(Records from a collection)
··········

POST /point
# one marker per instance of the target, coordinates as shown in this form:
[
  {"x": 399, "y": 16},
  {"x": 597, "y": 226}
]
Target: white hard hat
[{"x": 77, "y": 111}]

··········

▶ **REQUIREMENT**
An exact written copy of every entry is the required answer.

▶ **FINAL ANSWER**
POST /point
# one marker per instance of the target, coordinates as shown in this form:
[
  {"x": 399, "y": 16},
  {"x": 597, "y": 226}
]
Target: white hard hat
[{"x": 77, "y": 111}]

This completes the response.